◆ **Work instructions**
Rewrite all the rows below as a single numbered list with one line per entry, and leave out any blank lines.
## start Source material
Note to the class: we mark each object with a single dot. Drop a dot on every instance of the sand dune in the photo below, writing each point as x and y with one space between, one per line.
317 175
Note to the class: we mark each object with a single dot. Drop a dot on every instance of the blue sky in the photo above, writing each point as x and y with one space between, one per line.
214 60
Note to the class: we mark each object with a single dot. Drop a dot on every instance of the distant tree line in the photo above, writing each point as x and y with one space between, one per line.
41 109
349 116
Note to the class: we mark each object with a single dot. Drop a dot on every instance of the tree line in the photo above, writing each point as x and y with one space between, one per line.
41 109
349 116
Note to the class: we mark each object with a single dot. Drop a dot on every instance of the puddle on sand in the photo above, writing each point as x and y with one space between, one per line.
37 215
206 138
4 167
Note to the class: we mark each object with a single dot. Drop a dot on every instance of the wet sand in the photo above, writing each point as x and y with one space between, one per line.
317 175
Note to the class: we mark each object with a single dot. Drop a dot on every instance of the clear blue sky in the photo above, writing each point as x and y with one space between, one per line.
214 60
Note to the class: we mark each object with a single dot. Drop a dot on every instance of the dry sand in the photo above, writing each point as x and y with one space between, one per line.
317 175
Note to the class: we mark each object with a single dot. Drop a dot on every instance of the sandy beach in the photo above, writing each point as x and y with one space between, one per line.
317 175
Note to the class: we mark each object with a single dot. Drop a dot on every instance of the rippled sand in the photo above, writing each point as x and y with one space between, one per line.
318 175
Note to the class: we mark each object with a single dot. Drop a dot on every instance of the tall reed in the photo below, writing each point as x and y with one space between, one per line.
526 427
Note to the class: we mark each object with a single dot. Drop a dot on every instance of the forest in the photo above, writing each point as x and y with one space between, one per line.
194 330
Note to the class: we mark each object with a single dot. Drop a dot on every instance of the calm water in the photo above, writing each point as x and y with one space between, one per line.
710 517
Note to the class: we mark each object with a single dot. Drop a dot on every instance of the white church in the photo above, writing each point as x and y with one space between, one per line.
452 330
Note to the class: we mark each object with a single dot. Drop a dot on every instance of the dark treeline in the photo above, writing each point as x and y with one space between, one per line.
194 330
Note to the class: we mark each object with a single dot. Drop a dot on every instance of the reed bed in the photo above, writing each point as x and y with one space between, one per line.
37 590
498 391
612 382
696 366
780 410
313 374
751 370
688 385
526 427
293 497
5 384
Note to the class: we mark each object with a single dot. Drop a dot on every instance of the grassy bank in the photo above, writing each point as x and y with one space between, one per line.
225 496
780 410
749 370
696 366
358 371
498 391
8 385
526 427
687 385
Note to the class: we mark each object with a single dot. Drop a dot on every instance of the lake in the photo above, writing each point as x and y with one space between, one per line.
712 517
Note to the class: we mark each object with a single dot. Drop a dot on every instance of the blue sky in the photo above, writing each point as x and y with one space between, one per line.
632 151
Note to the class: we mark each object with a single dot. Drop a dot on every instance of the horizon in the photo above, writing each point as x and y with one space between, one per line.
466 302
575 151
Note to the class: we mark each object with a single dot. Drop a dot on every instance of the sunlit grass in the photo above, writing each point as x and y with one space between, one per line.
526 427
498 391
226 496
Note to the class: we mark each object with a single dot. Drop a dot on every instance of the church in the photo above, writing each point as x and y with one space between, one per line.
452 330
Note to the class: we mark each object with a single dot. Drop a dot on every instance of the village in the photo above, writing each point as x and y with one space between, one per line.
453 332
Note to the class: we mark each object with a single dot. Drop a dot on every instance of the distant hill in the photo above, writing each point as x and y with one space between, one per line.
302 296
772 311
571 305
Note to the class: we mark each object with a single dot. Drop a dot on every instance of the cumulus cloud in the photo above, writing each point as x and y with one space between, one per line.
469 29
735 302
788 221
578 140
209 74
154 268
## end Source material
◆ **Written reply**
1. Note to the class: we mark each object with a single dot. Drop a dot on every instance of the sand dune in the photo below, writing each point as x and y with one space between, one per line.
2. 317 175
3. Note to the class: we mark each object with a single dot. Drop a dot on every instance of the blue sky in the photo above, writing each point as x and y with one space between, one per line.
4. 214 60
5. Note to the class: we mark each object with a single dot. Drop a dot on every instance of the distant tree line in the photo above, writing each point as x and y with one space between, one per line.
6. 41 109
7. 349 116
8. Note to the class: we mark each object with a single dot. Drop a dot on every instance of the tree line in the photo above, writing each point as x and y with one space between, one per line.
9. 41 109
10. 349 116
11. Note to the class: we mark each object with a single dot. Drop a dot on every instance of the puddle on sand in the photo above, writing each point as x and y with one space between, one per line.
12. 37 215
13. 206 138
14. 4 167
15. Note to the class: we mark each object with a single dot. Drop a dot on every instance of the wet sand in the photo above, writing each point as x and y with one space between, one per line.
16. 317 175
17. Note to the class: we mark each object with a single dot. Drop a dot on every instance of the clear blue sky in the photo above, writing each point as x and y with one space between, one per line.
18. 214 60
19. Note to the class: we mark each object with a single dot. Drop a dot on every instance of the dry sand in the photo above, writing each point as x and y with one space between, one per line.
20. 317 175
21. Note to the class: we mark each object with a single dot. Drop a dot on every instance of the sandy beach in the photo above, writing each point as x and y with one space between, one per line.
22. 317 175
23. Note to the class: we mark each object with a single dot. Drop a dot on every instance of the rippled sand in the photo above, writing each point as x and y with one space between, one per line.
24. 318 175
25. Note to the class: we mark each object with a single dot. Drop a dot on every instance of the tall reed in the photo below, writing each point as x and y with one space between, one per line.
26. 526 427
27. Note to the class: we mark each object with a single dot. Drop a dot on every instance of the forest in the photo above, writing each point as x and y with one space between, one per line.
28. 194 330
29. Note to the class: we mark each object with a single dot. Drop a dot on every instance of the calm water in the photo above, writing each point as x and y with one space between, one per line.
30. 710 517
31. Note to the class: we mark each object with a single dot. Drop a dot on every instance of the white church in the photo above, writing each point as x and y with one space between, one per line.
32. 452 330
33. Note to the class: we mark each object with a single dot. Drop a dot on every instance of the dark treeline in the photo above, writing each point as x and y with one space between, one per line.
34. 194 330
35. Note to the class: we mark each object with a single dot. Drop a dot on every instance of the reed bed in the photo above, writing each point as x and y with one space between, one per line.
36. 37 590
37. 498 391
38. 612 382
39. 696 366
40. 780 410
41. 313 374
42. 751 370
43. 688 385
44. 526 427
45. 293 497
46. 5 384
47. Note to the class: we mark each object with a single dot. Drop a dot on every instance of the grassy bank in the photo above, writing each point as x and y with one space between, one per line.
48. 225 496
49. 780 410
50. 749 370
51. 696 366
52. 358 371
53. 498 391
54. 8 385
55. 526 427
56. 687 385
57. Note to the class: we mark each object with a single dot. Drop a dot on every instance of the lake in the photo above, writing each point as x and y with one space between, one per line.
58. 712 517
59. Note to the class: we mark each object with a single dot. Drop a dot on every instance of the blue sky in the photo above, writing each point as x and y with one space between, one per line.
60. 632 151
61. Note to the class: we mark each object with a single dot. Drop a dot on every instance of the horizon in the photo above, writing each point as x and y with one space between, one per line.
62. 466 302
63. 575 151
64. Note to the class: we mark each object with a single dot. Drop a dot on every instance of the sunlit grass in the photo above, writing each point as x and y with one space between, one per line.
65. 526 427
66. 498 391
67. 226 496
68. Note to the class: we mark each object with a single dot. Drop a dot on every instance of the church in the photo above, writing each point as x and y with one space between, one per line.
69. 452 330
70. Note to the class: we mark each object with a single dot. Drop a dot on every instance of the village in the photo above, writing each point as x and y with one space between, one per line.
71. 453 332
72. Note to the class: we mark each object with a single dot. Drop a dot on every instance of the distant hill in the photo above, writing each point as x and y with one space between, one per line.
73. 302 296
74. 772 311
75. 571 305
76. Note to the class: we mark each object with a single dot. Drop a dot on every instance of the cumulus cloud in the photo above, writing each point as x and y with one space between, one per line.
77. 469 29
78. 735 302
79. 788 221
80. 578 140
81. 209 74
82. 154 268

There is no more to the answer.